WORK REQUIRED
Output every line below without omitting or altering anything.

------------------------------------

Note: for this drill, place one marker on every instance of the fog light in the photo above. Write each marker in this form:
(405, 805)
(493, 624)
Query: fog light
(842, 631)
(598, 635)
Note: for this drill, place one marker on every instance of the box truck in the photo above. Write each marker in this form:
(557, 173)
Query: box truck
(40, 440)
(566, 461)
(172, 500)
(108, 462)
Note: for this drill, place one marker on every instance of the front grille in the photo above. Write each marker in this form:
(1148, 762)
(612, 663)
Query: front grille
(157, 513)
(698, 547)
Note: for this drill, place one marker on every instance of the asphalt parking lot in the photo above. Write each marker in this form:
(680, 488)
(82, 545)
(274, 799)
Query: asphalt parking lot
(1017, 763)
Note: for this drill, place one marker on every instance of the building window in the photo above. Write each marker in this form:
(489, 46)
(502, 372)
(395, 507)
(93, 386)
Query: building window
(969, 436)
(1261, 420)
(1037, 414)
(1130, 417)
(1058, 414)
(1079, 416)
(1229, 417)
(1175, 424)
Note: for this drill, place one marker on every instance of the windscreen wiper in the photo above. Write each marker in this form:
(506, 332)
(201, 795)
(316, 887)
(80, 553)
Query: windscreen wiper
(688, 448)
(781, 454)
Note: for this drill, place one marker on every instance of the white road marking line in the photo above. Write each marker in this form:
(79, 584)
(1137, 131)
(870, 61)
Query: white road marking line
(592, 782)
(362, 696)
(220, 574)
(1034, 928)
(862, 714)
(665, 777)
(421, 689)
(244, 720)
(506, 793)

------------------------------------

OUTPUT FOR THIS TASK
Note: for this drill, place one marker on every instance of the fog light in the photo above. Write each marker in this form:
(405, 805)
(493, 624)
Query: fog light
(842, 631)
(598, 635)
Note: for this drill, place one marker on every instance of the box truck in the photo above. Write each marker in this form:
(557, 173)
Query: box truck
(40, 440)
(566, 461)
(172, 500)
(108, 462)
Note: for this drill, place one marker on every instance of the front grille in the photo above. Write each marker in this form:
(1148, 762)
(612, 663)
Query: front grille
(157, 513)
(698, 547)
Note: for this drill, place one marker on every instance of the asphalt parking lot in the photo above. Write each marker in this form:
(680, 488)
(82, 545)
(274, 799)
Query: asphalt parking lot
(1017, 763)
Note: for this drill, place one marker on every instance of the building window in the photo above. Write each marker in this form:
(489, 46)
(502, 372)
(395, 507)
(93, 386)
Query: building window
(969, 436)
(1261, 420)
(1037, 414)
(1130, 417)
(1058, 414)
(1079, 416)
(1229, 417)
(1175, 424)
Note: for this drill, place one marker on every instance of the windscreen wiper in the photo above. Write each marker in this form:
(506, 332)
(201, 795)
(316, 887)
(80, 553)
Query: windscreen wiper
(688, 448)
(781, 454)
Note: for this drill, place one marker on every instance of the white road marking line in the photo above. Write each marker in this form:
(79, 584)
(1137, 131)
(870, 61)
Query: white road marking line
(592, 782)
(362, 696)
(220, 574)
(1034, 928)
(862, 714)
(665, 777)
(421, 689)
(244, 720)
(506, 793)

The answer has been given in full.